- **The task**
Copy every line of the items below word for word, leaving out the pictures.

Shape labeling records
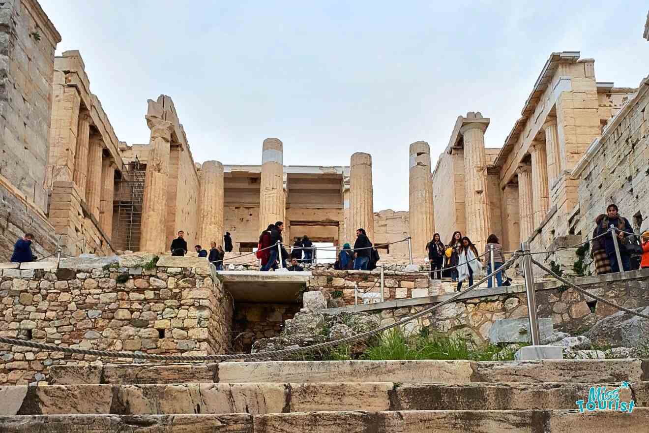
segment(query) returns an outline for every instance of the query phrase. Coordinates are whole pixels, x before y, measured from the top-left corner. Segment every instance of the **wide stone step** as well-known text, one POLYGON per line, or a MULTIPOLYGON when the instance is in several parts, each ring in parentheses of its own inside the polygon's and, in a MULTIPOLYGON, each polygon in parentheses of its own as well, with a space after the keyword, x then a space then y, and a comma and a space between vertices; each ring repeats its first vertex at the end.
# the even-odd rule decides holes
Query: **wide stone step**
POLYGON ((543 361, 282 361, 199 364, 106 364, 50 367, 50 383, 151 384, 320 382, 637 382, 649 380, 649 360, 543 361))
POLYGON ((318 412, 0 417, 3 433, 649 433, 649 410, 318 412))
MULTIPOLYGON (((598 384, 324 382, 0 387, 0 415, 574 409, 598 384)), ((612 390, 617 384, 598 384, 612 390)), ((619 392, 649 406, 649 382, 619 392)), ((0 430, 1 431, 1 430, 0 430)))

- **Written answer**
segment(query) returns an outline for every instance of the query phrase. Coordinates are whole pixels, x before y, measured from the top-left corner. Segment every instance of the **wide stone step** as well-known text, one POLYGON per line, or a MULTIPOLYGON when the instance is in several parts, each ring in parentheses of its own inside the polygon's and, in a MULTIPOLYGON, each polygon in parentheses of its own as well, with a space after the keyword, x then a space then y, and a comma and a space between vertices; each ring repeats its first vertex at the end.
# the even-odd rule decides holes
Query: **wide stone step**
POLYGON ((543 361, 282 361, 199 364, 106 364, 50 367, 50 383, 151 384, 320 382, 637 382, 649 380, 649 360, 543 361))
POLYGON ((318 412, 0 417, 3 433, 649 433, 649 410, 318 412))
MULTIPOLYGON (((598 384, 324 382, 0 387, 0 415, 574 409, 598 384)), ((612 390, 617 384, 598 384, 612 390)), ((619 392, 649 406, 649 382, 619 392)), ((0 430, 1 431, 1 430, 0 430)))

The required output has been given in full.